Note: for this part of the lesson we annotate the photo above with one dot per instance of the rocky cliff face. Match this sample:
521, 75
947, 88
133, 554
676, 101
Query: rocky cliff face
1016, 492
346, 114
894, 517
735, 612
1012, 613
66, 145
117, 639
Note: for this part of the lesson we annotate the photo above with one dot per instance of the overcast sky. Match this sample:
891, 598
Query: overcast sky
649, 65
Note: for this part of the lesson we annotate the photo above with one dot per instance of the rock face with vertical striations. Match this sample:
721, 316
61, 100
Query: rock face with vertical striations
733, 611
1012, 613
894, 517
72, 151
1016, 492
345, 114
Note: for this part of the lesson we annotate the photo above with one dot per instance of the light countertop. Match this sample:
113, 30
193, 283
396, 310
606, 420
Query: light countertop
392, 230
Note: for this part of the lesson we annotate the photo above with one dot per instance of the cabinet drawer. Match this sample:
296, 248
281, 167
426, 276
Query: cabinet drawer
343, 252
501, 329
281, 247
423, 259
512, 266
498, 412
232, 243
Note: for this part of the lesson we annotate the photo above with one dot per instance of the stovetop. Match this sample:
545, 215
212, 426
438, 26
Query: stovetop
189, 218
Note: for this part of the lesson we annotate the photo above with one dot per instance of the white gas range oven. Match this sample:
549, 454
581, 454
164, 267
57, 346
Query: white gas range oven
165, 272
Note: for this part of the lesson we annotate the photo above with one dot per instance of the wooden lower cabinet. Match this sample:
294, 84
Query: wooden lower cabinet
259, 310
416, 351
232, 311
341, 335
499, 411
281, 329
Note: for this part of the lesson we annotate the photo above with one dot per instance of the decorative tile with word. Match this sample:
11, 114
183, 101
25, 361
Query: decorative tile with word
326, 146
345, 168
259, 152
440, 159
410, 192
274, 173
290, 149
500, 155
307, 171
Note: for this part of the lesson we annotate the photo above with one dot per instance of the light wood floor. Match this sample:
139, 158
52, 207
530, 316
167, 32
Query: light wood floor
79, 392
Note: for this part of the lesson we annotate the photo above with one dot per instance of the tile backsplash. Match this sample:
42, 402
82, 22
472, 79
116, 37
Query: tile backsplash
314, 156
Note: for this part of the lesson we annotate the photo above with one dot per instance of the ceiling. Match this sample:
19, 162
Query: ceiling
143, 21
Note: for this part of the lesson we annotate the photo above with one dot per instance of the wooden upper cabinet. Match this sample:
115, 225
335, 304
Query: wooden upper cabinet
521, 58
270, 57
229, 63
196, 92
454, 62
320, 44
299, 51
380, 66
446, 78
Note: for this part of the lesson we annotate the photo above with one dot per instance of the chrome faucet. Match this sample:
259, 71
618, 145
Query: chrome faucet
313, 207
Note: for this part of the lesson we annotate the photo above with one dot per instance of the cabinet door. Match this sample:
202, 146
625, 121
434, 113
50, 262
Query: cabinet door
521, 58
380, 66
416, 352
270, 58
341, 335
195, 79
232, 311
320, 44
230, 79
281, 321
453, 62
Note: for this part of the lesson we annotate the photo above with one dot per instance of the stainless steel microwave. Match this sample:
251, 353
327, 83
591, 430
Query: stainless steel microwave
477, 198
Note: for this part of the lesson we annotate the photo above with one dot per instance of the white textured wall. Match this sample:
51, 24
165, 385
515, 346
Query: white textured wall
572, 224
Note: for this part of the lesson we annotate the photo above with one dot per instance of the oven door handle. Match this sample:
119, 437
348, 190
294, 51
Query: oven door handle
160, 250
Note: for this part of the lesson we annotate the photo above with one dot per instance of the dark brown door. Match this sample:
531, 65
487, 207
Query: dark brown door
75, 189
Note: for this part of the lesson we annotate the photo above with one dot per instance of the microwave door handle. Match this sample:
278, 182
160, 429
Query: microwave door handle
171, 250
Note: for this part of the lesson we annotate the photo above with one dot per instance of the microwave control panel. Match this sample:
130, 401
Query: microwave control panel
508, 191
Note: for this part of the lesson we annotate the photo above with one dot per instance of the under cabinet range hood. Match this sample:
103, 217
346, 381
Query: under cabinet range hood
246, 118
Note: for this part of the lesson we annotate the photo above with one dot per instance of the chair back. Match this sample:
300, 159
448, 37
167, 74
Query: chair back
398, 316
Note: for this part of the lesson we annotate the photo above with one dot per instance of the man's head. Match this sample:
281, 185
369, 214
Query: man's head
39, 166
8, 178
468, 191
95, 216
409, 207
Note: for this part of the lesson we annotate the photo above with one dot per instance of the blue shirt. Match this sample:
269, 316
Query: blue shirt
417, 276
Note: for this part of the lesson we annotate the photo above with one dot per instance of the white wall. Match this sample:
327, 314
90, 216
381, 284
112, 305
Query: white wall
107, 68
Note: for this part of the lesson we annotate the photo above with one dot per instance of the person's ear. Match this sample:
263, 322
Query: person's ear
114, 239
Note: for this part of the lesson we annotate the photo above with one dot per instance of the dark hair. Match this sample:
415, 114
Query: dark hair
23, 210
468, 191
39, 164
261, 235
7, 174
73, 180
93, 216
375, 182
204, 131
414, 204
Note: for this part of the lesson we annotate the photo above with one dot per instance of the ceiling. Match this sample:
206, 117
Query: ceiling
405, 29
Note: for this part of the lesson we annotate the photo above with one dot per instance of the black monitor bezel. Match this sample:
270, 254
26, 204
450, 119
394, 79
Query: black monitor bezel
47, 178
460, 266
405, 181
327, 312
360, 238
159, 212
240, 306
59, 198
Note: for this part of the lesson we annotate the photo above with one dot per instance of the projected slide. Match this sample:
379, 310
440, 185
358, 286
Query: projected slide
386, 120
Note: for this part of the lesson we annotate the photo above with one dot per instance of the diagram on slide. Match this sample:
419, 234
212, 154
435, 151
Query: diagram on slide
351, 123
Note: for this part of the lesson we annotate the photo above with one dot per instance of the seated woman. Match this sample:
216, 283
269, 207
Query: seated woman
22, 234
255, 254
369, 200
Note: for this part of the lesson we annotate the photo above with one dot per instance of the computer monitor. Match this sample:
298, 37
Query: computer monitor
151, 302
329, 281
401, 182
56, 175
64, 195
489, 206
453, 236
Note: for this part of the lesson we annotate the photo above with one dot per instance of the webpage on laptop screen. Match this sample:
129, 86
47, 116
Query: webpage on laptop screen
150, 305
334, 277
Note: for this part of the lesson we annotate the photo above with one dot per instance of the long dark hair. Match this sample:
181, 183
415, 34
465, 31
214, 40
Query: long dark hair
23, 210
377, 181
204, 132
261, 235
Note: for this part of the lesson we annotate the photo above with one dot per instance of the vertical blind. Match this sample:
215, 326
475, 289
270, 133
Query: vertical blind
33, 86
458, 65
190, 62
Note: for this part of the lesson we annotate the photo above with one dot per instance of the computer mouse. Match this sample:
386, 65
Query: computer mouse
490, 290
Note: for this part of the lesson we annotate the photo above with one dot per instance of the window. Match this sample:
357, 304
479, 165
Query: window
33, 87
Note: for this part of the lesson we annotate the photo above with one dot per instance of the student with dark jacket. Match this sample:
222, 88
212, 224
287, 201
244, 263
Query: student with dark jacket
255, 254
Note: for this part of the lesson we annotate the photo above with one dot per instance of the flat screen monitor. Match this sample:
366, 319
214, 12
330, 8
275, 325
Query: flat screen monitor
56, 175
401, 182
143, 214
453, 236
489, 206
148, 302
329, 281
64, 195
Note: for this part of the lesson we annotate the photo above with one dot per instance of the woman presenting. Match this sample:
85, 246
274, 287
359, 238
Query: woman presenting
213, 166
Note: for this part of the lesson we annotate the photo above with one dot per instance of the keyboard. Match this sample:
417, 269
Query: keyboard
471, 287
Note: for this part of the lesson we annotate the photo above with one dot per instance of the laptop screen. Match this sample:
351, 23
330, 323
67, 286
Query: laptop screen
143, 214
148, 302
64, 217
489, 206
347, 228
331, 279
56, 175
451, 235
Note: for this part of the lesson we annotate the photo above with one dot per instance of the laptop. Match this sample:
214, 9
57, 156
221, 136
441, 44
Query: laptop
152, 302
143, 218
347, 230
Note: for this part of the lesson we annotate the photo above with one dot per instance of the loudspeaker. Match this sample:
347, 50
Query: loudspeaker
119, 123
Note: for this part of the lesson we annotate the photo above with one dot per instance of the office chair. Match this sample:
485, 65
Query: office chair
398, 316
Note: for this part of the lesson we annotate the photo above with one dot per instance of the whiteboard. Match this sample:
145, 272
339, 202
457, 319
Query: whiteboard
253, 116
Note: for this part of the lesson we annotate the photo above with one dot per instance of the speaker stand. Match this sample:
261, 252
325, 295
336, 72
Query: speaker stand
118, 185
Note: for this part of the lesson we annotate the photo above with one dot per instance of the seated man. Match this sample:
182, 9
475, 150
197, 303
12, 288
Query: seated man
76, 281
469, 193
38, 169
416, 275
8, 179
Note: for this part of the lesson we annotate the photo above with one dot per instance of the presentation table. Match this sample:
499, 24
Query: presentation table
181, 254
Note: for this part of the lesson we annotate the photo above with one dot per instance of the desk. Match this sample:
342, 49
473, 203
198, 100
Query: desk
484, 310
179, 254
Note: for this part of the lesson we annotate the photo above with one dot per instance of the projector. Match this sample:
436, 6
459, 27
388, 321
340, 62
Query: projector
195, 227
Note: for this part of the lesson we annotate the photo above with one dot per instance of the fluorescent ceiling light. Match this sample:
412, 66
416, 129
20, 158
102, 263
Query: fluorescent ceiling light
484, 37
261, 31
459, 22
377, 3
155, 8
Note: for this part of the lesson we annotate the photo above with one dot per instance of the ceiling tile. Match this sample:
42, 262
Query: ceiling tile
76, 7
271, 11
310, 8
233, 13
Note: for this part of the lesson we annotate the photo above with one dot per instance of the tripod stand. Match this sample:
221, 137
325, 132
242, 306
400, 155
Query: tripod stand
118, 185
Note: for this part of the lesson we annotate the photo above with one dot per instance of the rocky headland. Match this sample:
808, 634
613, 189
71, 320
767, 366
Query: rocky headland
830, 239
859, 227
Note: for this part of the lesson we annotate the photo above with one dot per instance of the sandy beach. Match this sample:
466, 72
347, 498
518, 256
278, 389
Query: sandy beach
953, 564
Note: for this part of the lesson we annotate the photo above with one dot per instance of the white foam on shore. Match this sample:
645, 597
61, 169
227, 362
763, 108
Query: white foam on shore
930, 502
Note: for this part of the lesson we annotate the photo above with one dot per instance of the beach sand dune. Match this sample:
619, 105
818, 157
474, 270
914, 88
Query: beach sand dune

[What needs to be done]
Copy out every line in the listing where the word "dune" appears.

[Answer section]
Note: for this part of the lesson we annotate the photo above with one dot per instance of the beach sand dune. Match this sample:
Query: beach sand dune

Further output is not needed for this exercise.